> **TASKS FOR THIS EXERCISE**
(1) In the passage on physiological dysregulation and childhood externalizing behavior below, translate into Spanish the sentence "Dysregulation is not static, but rather is inherently characterized by moment-to-moment variability in response to unfolding situations (Beauchaine & Bell, 2020)."
(2) Proceed with the passage on physiological dysregulation and childhood externalizing behavior below, picking up after its final sentence.

> **SOURCE PASSAGE**
■ ■ ■
These inconsistencies were also reflected in a meta-analysis by Fanti et al. (2019), in which pooled results of case-control studies showed that RSA was reduced during emotional tasks in children with conduct problems compared to those without. However, no such pooled link between RSA and conduct problems was found in correlational studies. In their recent review, Beauchaine and Bell (2020) suggest that these inconsistencies may be due to high variability in the psychophysiological methods used across studies, including in the statistical approaches used to measure physiological change and in the types or contexts of tasks used to elicit RSA reactivity.

Theoretically, it would be reasonable to expect that higher physiological arousal would be closely linked to more externalizing difficulties. However, children with externalizing tendencies may also experience a blunted physiological response to certain emotional stimuli (e.g., in response to the fear shown by victims), reflecting atypicalities in the regulation and processing of important social cues gleaned from emotional information (Colasante et al., 2021). Thus, children with externalizing difficulties may not only be disinhibited in their own emotional and aggressive tendencies, but also inhibited in their capacity to respond to others’ emotional expressions and responses in social situations (e.g., Marsh et al., 2008). Echoing Beauchaine and Bell’s (2020) discussion, the mixed findings in extant literature reviewed above suggest that there may be a previously unconsidered approach that better captures the role of physiological dysregulation in childhood externalizing behavior.

Physiological Fluctuations as a Marker of Dysregulation

In the present study, we propose that an examination of intra-individual fluctuations in physiological data across a rapid array of data points, sequentially unfolding across seconds, may provide regulatory information not available from traditional approaches focused on mean-level data. The mixed findings from previous research have been largely derived from mean levels of physiological response, which average variability. Fluctuations lost in such approaches may actually reveal the dynamic physiological processes underlying dysregulation. Dysregulation is not static, but rather is inherently characterized by moment-to-moment variability in response to unfolding situations (Beauchaine & Bell, 2020). Thus, it may be best captured through intensive longitudinal measurement of physiology across short time scales that allows for consideration of the fluctuations connecting data points within children, rather than averaging absolute scores across data points and assuming that children’s resulting mean-level physiology relative to others’ levels are indicative of dysregulation. The same argument may be applied to assessing simple mean-level changes in physiology from one time point to another (i.e., physiological change or reactivity scores); such approaches often dilute meaningful variability within each time period when constructing the change score.
■ ■ ■
> **DATASET RECORDS**
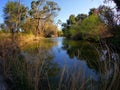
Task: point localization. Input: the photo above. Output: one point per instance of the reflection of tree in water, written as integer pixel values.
(40, 54)
(109, 69)
(27, 67)
(83, 51)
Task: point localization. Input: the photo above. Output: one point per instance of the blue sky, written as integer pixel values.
(67, 7)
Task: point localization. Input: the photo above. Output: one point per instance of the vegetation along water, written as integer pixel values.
(35, 55)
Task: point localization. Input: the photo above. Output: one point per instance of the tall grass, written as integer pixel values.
(31, 71)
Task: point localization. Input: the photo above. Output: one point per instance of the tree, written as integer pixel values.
(42, 11)
(14, 15)
(71, 20)
(80, 17)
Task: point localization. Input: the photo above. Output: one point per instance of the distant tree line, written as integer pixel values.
(38, 20)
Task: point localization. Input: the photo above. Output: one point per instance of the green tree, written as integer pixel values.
(14, 15)
(42, 11)
(92, 11)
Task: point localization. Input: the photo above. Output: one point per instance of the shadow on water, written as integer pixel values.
(59, 64)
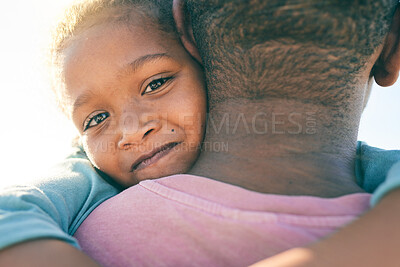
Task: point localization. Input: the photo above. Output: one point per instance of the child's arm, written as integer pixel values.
(53, 207)
(51, 253)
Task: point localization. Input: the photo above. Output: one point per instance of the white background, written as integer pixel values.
(34, 134)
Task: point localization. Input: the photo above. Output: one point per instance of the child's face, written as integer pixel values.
(138, 100)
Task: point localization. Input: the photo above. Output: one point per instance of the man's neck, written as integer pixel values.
(263, 147)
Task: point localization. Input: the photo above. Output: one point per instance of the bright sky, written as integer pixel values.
(34, 135)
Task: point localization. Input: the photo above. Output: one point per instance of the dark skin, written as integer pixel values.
(357, 235)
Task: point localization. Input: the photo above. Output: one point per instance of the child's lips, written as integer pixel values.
(153, 156)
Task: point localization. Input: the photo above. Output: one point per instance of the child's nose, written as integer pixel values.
(134, 131)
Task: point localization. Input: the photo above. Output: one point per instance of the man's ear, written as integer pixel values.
(386, 69)
(184, 27)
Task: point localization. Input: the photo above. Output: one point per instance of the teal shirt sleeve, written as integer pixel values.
(53, 206)
(377, 170)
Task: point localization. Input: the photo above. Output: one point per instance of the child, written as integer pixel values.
(138, 101)
(140, 108)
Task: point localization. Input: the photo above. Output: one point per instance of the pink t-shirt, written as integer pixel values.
(186, 220)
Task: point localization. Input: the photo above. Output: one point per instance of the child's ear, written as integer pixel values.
(387, 67)
(184, 27)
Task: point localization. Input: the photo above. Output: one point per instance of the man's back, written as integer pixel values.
(207, 223)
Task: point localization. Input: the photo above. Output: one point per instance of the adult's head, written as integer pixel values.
(298, 64)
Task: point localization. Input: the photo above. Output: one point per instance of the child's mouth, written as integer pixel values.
(153, 156)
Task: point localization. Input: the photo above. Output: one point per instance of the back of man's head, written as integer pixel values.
(310, 50)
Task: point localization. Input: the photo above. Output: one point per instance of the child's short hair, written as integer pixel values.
(84, 14)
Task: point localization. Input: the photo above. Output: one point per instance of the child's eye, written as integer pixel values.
(155, 84)
(95, 119)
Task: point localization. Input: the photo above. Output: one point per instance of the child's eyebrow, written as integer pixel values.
(139, 62)
(82, 100)
(126, 70)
■ ■ ■
> **PER-TASK OUTPUTS**
(1) La desregulación no es estática, sino que se caracteriza inherentemente por una variabilidad momento a momento en respuesta a las situaciones que se van desarrollando (Beauchaine y Bell, 2020).

(2)
Intensive longitudinal data (ILD), wherein multiple datapoints are collected in sequence over a relatively short and defined period of time, is growing in popularity in physiological research due to its unique ability to capture complex biopsychological processes as they unfold over time within a given person (Dunton et al., 2021; Hamaker et al., 2018). A variety of extant studies have explored self-regulation constructs using ILD. For example, Hoeppner and colleagues (2007) collected multiple heart rate reactivity measurements amidst a series of stressful events and rest periods for children with autism. ILD can also be used to examine (dys)regulation in non-physiological data, such as through questionnaire-based ecological momentary assessment (EMA). Roos and colleagues (2020) have reviewed studies using EMA to examine use of self-reported cognitive regulation strategies in substance users, while studies reviewed in Bentley and colleagues (2021) used EMA to examine self-injurious thoughts and behaviors unfolding in daily life.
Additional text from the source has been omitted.